%%
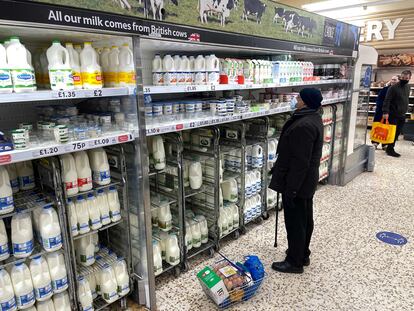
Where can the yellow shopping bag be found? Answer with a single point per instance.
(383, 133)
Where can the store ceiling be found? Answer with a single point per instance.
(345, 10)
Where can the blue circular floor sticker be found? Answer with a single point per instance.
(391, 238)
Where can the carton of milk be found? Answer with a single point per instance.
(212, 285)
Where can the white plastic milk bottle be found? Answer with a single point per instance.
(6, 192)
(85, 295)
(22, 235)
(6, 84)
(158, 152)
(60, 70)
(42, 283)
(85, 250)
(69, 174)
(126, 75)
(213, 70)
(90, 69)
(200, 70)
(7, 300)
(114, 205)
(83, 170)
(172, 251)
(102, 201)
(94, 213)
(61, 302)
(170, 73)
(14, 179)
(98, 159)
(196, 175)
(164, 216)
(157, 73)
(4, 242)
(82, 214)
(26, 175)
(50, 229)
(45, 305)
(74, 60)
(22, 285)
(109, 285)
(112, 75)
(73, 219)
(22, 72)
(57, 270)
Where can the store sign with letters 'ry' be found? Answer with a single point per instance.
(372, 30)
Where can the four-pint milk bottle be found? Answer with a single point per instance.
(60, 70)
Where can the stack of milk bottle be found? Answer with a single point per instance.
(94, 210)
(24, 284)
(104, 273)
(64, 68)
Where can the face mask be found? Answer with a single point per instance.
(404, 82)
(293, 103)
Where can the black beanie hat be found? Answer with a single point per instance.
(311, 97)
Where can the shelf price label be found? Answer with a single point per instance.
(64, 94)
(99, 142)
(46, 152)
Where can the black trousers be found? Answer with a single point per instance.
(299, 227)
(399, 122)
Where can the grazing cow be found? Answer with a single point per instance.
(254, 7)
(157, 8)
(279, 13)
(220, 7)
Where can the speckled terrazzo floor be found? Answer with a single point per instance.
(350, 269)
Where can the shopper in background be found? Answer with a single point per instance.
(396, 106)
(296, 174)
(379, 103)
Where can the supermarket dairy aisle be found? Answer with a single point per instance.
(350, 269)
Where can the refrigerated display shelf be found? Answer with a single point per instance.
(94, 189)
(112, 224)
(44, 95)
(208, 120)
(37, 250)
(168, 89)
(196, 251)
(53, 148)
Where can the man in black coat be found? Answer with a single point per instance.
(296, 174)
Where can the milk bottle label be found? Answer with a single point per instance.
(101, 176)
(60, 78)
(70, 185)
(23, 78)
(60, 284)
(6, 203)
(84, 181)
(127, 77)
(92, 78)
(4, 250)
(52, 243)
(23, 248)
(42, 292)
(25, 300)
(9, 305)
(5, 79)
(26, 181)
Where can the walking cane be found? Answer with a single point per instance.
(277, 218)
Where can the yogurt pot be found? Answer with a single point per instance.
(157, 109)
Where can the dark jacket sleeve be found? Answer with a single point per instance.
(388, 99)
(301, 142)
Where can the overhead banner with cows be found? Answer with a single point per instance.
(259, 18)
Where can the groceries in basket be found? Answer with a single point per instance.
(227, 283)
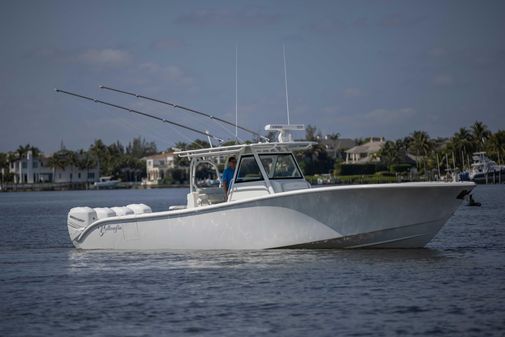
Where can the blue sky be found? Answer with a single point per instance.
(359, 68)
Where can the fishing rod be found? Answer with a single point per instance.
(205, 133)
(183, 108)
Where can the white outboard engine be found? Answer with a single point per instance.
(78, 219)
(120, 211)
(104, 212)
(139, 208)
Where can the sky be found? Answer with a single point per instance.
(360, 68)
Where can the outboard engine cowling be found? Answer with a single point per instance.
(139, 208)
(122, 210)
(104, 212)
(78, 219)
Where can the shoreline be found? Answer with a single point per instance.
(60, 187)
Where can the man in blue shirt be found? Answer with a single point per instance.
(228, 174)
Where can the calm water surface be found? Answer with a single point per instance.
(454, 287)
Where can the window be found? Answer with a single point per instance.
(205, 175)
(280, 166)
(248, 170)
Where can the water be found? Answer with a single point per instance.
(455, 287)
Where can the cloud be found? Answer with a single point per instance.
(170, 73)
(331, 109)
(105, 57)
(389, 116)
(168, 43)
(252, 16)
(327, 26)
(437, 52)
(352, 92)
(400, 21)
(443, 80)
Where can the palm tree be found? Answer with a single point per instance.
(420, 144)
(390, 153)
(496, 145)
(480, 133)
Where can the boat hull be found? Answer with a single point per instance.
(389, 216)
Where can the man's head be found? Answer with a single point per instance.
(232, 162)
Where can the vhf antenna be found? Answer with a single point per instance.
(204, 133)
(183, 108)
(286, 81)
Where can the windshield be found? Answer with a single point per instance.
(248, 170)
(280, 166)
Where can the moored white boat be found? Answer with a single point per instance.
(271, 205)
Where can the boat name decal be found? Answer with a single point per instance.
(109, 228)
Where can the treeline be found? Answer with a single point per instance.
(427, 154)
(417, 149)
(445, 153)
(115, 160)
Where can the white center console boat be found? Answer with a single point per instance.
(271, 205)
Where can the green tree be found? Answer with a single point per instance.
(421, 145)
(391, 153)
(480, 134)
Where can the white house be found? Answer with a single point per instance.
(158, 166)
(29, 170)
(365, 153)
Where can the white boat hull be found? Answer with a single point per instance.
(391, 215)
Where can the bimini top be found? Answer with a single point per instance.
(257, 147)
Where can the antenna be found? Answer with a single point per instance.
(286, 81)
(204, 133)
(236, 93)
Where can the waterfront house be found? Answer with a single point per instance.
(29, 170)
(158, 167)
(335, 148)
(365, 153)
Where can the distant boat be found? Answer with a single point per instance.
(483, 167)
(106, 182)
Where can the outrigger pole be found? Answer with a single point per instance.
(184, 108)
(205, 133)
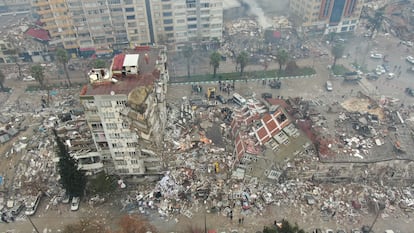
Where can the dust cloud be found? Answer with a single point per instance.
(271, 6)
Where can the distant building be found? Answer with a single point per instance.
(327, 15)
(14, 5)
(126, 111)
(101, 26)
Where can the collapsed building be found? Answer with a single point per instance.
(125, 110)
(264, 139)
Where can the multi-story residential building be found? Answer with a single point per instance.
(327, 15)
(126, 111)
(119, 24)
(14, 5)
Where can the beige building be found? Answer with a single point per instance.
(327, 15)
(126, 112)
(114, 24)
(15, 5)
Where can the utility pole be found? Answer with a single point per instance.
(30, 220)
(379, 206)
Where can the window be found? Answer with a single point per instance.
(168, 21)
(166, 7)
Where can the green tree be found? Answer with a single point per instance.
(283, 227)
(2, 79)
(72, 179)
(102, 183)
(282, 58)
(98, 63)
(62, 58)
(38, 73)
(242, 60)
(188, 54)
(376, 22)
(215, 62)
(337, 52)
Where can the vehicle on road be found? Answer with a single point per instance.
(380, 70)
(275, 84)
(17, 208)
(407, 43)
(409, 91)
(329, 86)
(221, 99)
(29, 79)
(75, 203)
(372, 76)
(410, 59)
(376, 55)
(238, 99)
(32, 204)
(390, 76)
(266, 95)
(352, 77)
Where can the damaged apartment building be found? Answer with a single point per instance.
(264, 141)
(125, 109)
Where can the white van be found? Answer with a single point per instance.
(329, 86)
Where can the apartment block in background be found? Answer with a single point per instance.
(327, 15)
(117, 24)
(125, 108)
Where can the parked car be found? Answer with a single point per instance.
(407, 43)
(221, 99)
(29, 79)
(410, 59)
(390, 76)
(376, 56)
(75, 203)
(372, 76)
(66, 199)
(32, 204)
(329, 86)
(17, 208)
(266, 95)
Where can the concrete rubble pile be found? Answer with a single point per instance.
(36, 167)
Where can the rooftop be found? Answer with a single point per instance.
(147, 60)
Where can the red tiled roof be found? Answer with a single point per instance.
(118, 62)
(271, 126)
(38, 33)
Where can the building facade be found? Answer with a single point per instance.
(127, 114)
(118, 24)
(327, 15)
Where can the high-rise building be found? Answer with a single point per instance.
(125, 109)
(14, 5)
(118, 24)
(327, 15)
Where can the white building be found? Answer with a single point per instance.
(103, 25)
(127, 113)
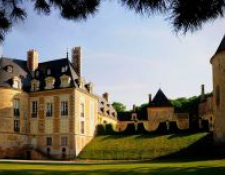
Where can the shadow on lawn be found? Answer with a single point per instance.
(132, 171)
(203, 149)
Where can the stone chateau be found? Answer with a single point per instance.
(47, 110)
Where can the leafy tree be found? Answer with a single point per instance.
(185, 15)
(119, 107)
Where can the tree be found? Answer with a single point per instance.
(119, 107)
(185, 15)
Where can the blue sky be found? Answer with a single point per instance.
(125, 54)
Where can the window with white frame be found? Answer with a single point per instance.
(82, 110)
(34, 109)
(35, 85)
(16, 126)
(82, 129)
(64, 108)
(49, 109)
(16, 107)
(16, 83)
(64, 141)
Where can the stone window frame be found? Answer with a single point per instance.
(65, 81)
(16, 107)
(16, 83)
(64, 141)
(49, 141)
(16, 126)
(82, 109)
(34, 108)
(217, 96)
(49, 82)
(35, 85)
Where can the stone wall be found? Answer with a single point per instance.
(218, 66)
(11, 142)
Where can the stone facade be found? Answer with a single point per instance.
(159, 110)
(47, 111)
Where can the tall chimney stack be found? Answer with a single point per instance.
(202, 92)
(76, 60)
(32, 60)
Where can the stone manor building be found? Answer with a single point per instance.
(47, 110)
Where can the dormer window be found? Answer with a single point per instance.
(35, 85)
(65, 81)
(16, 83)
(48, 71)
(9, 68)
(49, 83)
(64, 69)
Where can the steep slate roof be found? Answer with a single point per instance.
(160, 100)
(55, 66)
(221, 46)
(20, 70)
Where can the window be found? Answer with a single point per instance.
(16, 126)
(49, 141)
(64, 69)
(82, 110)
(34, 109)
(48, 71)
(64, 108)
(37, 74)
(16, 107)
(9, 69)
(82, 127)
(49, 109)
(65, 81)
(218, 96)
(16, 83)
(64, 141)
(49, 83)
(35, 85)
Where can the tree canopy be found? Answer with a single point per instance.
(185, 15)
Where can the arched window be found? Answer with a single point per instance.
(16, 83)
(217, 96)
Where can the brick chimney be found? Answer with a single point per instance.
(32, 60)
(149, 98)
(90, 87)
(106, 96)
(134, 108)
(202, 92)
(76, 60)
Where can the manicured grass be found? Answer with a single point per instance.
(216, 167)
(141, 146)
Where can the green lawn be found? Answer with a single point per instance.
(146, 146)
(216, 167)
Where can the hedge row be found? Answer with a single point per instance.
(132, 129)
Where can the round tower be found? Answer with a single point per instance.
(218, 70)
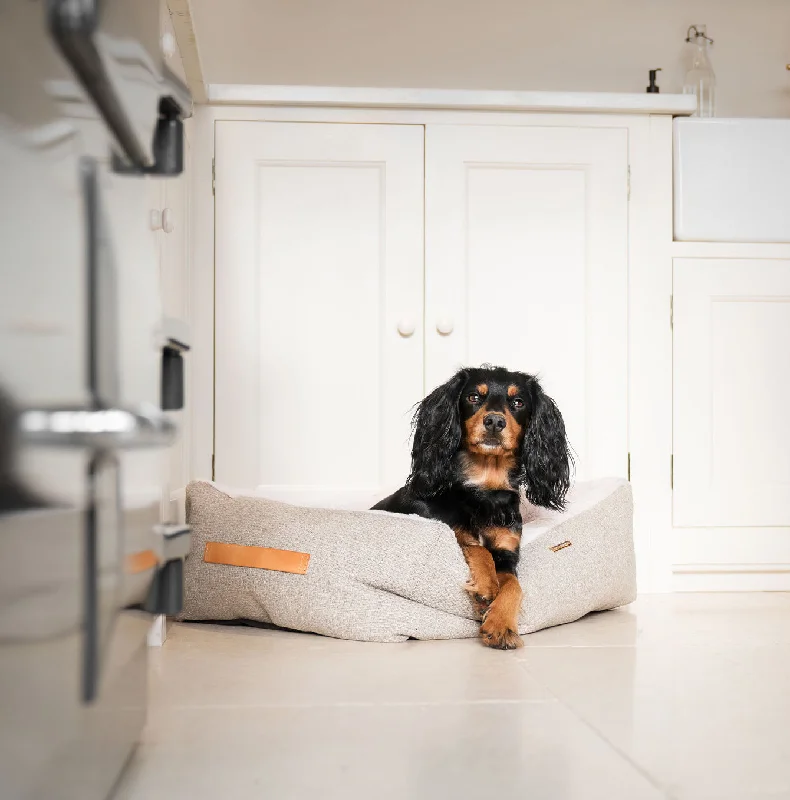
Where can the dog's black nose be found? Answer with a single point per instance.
%%
YOUR GOAL: Repeat word for word the lines starting at the one with "Where can the stone manor" and ending at the final line of the records above, both included; no pictures.

ANSWER:
Where can the stone manor building be found? Answer with a single point per instance.
(47, 110)
Where can the dormer window be found? Answer with a single point per instance.
(35, 85)
(65, 81)
(16, 83)
(48, 71)
(9, 68)
(49, 83)
(64, 69)
Where can the steep slate roof be found? Answer with a single point per instance.
(160, 100)
(55, 66)
(221, 46)
(20, 70)
Where can the window be found? Answer with a single point per instance.
(16, 126)
(49, 141)
(64, 69)
(82, 110)
(34, 109)
(48, 71)
(64, 108)
(37, 74)
(16, 107)
(9, 69)
(82, 127)
(49, 109)
(65, 81)
(218, 96)
(16, 83)
(64, 141)
(49, 83)
(35, 85)
Where can the tree canopy be found? Answer with a single point per instance.
(185, 15)
Where can the arched window be found? Answer with a single point per instance.
(16, 83)
(217, 96)
Where can the brick chimney be found? Answer with a single point per instance.
(32, 60)
(149, 98)
(90, 87)
(106, 96)
(134, 108)
(202, 92)
(76, 60)
Where can the manicured grass be found? Answer with a single point per instance.
(216, 167)
(141, 146)
Where can the green lawn be found? Answer with a single point per instance.
(146, 146)
(216, 167)
Where can the hedge row be found? Answer with a single point per instance.
(132, 129)
Where can the round tower be found? Answer with a single point per instance.
(218, 70)
Where can the dog's black nose be found? Answer with a single point per instance.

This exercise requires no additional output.